> Goal of the exercise
Rewrite the entries below, switching every "mountain ridge" to "mountain crest" and keeping everything else the same. Leave the pictures out of your answer.

-- START OF Provided information --

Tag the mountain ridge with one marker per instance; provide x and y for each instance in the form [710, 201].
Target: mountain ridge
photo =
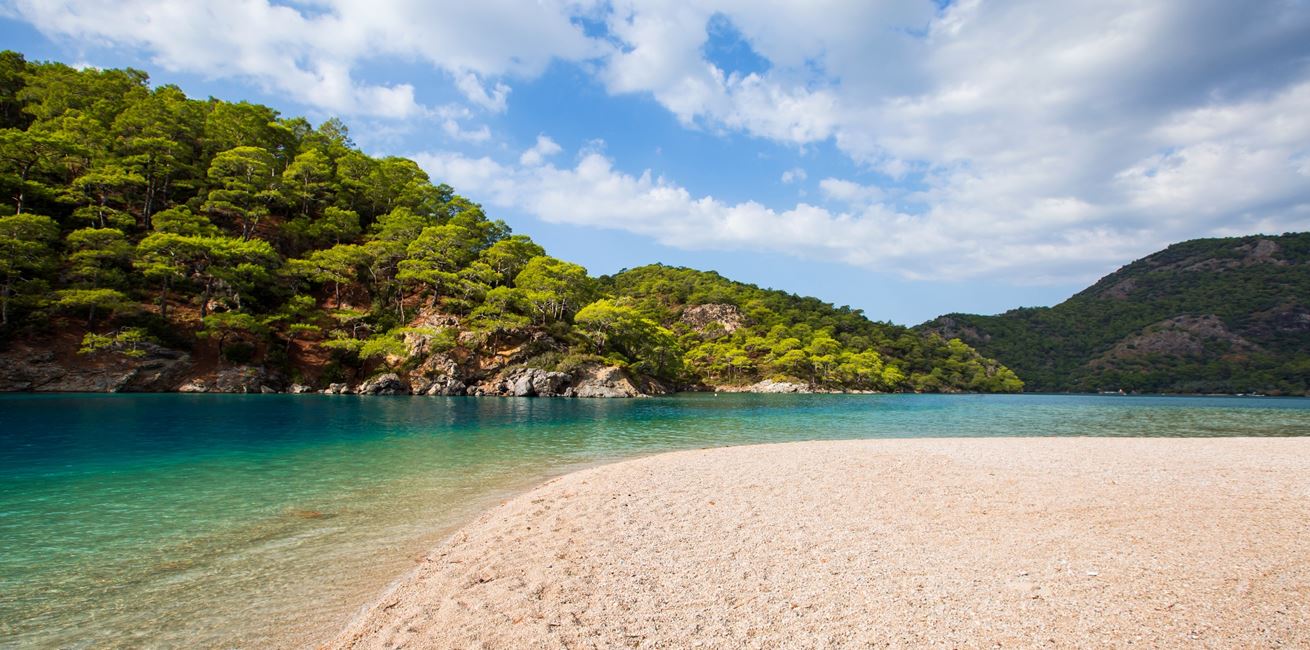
[1228, 315]
[152, 241]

-- END OF Provided information --

> Exercise result
Tag the mountain crest with one marker per instance; provide x and y for each instance in the form [710, 201].
Target: mountain crest
photo =
[1228, 315]
[152, 241]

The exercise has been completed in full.